**Trecho citado**:

Propostas

Bocas do Galinheiro
Na morte de Abbas Kiarostami e Michael Cimino
Pantanal.JPGComo se costuma dizer, é vira o disco e toca a mesma. Neste caso é voltar à perda de grandes vultos do cinema. Agora chegou a vez dos realizadores Abbas Kiarostami e Michael Cimino.
Sobre o iraniano, já aqui escrevemos sobre a admiração que lhe votávamos. A primeira vez que ouvi falar de Kiarostami foi em 1992 quando a Cinemateca lhe dedicou um ciclo, ano em que ganhou o prémio Roberto Rossellini com "A Vida Continua". Foi o primeiro passo para, dois anos depois, em 1994, aceder à secção oficial de Cannes com "Através das Oliveiras".
Cineasta singular, herdeiro de Murnau e Rossellini, toda a sua obra reflecte a vivência do seu Irão natal, com algum radicalismo, mas sem artificialismos. O uso de elementos dramáticos é reduzido ao mínimo, mas, fortemente apoiados, por uma sensibilidade narrativa impar, a que se alia um realismo muito próximo do mestre italiano.
"Através das Oliveiras" foi o terceiro filme de uma trilogia onde se incluem "Onde Fica a Casa do Meu Amigo" (1987) e "A Vida Continua" (1991), este último uma viagem pelo rasto do terramoto que sacudiu o Irão em 1990. Nele, o realizador filma a rodagem do próprio filme, ou seja, entra no mundo do cinema, mostra-o por dentro, como já outros o haviam feito noutros filmes, mas levantando o véu sobre os segredos do cinema, tanto que o actor que faz de realizador vê aparecer diante da câmara Kiarostami, revelando o artifício que ele próprio criara. Ou seja, reconstrói a realidade, o que viram não passou de um filme. Claro está que o recado não se destina ao público mas, isso sim, aos senhores do lápis azul da censura. É, tem sido, com artifícios que o autor tem conseguido fintar os ayatollas. O mesmo se passou com o seu filme seguinte, "O Sabor da Cereja", seguramente um dos que mais me cativou.

**Problema curto**:
Responda com base no texto sobre Kiarostami e Cimino:
1. Em que ano a Cinemateca dedicou um ciclo a Kiarostami?
2. Com que filme chegou Kiarostami à secção oficial de Cannes em 1994?
3. Que acontecimento de 1990 serve de rasto à viagem de "A Vida Continua"?
Os registos que vêm a seguir não contam para este exercício.

Registos de um conjunto de marcação de pontos
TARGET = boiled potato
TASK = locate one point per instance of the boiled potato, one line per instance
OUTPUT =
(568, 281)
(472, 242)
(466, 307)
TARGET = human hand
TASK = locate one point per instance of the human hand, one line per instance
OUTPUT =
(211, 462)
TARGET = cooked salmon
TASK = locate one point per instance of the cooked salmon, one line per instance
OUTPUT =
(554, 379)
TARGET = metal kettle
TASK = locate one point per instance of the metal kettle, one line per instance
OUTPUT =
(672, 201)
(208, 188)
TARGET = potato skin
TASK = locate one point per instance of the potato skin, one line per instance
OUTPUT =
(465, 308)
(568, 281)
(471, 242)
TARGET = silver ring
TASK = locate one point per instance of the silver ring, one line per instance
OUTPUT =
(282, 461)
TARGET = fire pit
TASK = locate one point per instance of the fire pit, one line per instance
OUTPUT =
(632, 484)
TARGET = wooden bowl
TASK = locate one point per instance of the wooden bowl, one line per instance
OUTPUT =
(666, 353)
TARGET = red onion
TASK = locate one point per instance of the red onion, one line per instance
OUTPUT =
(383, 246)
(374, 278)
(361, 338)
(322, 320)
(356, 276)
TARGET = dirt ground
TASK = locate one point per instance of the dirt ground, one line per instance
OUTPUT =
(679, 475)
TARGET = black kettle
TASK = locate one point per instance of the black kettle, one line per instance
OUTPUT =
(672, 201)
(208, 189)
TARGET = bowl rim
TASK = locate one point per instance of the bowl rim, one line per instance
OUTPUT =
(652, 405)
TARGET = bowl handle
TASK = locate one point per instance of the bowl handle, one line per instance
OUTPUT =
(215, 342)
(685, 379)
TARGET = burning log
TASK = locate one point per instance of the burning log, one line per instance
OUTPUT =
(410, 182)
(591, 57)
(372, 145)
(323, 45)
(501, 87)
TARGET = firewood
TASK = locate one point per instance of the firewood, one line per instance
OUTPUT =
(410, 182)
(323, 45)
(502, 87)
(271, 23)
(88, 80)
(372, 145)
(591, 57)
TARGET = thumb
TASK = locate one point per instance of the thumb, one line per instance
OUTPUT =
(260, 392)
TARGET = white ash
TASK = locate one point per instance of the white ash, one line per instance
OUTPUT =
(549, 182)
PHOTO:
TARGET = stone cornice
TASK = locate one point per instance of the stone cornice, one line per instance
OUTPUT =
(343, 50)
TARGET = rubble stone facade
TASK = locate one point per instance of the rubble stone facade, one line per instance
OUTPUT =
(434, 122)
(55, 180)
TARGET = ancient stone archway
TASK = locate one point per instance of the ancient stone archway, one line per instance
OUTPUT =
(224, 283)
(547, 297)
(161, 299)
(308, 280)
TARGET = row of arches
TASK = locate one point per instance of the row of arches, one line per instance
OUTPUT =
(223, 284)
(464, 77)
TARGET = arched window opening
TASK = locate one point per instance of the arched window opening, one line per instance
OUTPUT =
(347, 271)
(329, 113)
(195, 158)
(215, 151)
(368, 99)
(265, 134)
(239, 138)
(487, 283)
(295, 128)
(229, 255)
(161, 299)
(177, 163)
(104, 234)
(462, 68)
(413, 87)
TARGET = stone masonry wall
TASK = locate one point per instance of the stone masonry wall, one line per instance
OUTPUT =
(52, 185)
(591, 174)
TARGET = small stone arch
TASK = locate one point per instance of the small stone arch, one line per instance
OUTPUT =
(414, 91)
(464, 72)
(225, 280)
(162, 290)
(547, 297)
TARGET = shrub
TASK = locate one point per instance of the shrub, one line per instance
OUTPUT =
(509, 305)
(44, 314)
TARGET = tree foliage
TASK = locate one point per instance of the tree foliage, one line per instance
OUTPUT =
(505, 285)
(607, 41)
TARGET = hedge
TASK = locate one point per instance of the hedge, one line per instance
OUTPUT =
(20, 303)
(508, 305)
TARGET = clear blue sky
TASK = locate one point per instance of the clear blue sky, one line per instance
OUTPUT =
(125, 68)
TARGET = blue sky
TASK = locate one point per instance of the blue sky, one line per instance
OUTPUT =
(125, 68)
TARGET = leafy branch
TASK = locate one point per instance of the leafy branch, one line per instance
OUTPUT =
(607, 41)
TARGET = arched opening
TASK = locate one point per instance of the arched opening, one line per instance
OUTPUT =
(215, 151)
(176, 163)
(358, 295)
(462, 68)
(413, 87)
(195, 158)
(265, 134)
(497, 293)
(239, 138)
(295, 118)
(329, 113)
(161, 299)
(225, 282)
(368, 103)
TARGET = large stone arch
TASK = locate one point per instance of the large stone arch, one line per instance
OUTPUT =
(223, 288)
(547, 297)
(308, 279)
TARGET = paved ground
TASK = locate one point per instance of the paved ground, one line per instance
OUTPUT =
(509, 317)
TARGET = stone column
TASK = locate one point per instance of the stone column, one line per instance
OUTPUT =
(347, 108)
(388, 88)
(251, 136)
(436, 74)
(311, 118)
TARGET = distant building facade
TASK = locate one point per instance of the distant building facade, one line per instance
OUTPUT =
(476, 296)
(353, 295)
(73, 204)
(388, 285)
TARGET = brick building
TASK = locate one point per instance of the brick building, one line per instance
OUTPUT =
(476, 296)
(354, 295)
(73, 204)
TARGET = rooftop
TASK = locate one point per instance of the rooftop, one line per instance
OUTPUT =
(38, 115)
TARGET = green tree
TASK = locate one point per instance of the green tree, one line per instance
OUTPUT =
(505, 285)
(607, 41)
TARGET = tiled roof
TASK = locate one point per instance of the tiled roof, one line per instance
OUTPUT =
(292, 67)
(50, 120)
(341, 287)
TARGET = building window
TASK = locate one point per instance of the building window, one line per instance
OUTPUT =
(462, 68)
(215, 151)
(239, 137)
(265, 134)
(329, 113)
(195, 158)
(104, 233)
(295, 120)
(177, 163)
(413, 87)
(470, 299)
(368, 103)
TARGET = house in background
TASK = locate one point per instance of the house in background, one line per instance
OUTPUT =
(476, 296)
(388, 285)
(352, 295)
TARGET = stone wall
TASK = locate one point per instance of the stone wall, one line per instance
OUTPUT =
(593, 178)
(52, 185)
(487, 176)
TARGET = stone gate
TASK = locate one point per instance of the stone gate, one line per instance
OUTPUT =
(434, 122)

**Resolução do exercício**:
1. Em 1992.
2. Com "Através das Oliveiras".
3. O terramoto que sacudiu o Irão em 1990.